### ÉNONCÉ
D'après l'extrait sur les retraites agricoles, quelle part du Smic net des salariés agricoles les retraites des exploitants agricoles représentent-elles aujourd'hui en moyenne ?

### EXTRAIT DU DOCUMENT
Selon l'étude d'impact annexée au projet de loi et les données fournies par la caisse centrale de la mutualité sociale agricole (CCMSA) à votre rapporteure, les retraites des exploitants agricoles ne représentent aujourd'hui, en moyenne, que 70,8 % du Smic net des salariés agricoles (786 euros par mois contre 1 111 euros). En 2002, la loi « Peiro » avait pourtant fixé l'objectif de garantir, après une carrière complète en qualité de chef d'exploitation agricole, un montant total de pension de retraite de base et de retraite complémentaire obligatoire (RCO) au moins égal à 75 % du Smic net.

Il n'a jusqu'à présent pas été atteint, en raison principalement d'une progression du Smic plus forte que celle des pensions, indexées sur l'inflation. L'écart est de 564 euros par an.

De manière générale, les pensions de retraite des non-salariés agricoles, exploitants et conjoints collaborateurs confondus, sont en moyenne inférieures de 38 % à celles des ressortissants du régime général : 625 euros contre 1 015 euros. Plusieurs facteurs cumulatifs sont à l'origine de cette situation, comme la faiblesse générale des revenus agricoles, les modalités spécifiques de calcul des pensions agricoles et la création il y a seulement dix ans d'un régime de RCO. Celui-ci n'a été ouvert aux collaborateurs familiaux qu'à la date du 1 er janvier 2011.

Éléments d'identification de lieux
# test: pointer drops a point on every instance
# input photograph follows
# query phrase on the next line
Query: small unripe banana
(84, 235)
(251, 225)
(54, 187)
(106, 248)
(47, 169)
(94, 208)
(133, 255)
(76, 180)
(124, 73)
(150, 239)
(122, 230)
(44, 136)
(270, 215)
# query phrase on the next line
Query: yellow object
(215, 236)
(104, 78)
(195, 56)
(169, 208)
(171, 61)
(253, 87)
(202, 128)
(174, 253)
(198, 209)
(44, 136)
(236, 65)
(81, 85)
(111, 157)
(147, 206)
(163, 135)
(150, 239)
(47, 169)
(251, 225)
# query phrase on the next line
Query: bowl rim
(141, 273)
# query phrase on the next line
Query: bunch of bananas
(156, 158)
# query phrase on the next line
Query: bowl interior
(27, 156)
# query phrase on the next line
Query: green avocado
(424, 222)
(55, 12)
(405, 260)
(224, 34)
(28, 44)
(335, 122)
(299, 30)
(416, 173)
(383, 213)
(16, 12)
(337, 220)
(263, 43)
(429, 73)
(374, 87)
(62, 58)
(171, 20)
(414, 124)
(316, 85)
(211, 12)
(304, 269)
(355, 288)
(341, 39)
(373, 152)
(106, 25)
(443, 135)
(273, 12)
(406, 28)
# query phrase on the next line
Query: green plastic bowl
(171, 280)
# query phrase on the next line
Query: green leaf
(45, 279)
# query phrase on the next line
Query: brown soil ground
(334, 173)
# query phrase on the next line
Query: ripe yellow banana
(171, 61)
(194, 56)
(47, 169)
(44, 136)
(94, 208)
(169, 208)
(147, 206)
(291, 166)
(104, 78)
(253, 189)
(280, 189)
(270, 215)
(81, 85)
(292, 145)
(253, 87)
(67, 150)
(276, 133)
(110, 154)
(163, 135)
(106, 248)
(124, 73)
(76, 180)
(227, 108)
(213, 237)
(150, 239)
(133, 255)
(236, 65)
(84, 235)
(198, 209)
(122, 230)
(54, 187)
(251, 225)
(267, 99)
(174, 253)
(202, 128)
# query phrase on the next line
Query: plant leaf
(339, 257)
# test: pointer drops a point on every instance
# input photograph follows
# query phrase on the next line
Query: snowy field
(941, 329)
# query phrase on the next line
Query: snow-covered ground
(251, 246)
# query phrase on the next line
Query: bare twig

### RÉPONSE
Elles en représentent 70,8 %, soit 786 euros par mois contre 1 111 euros.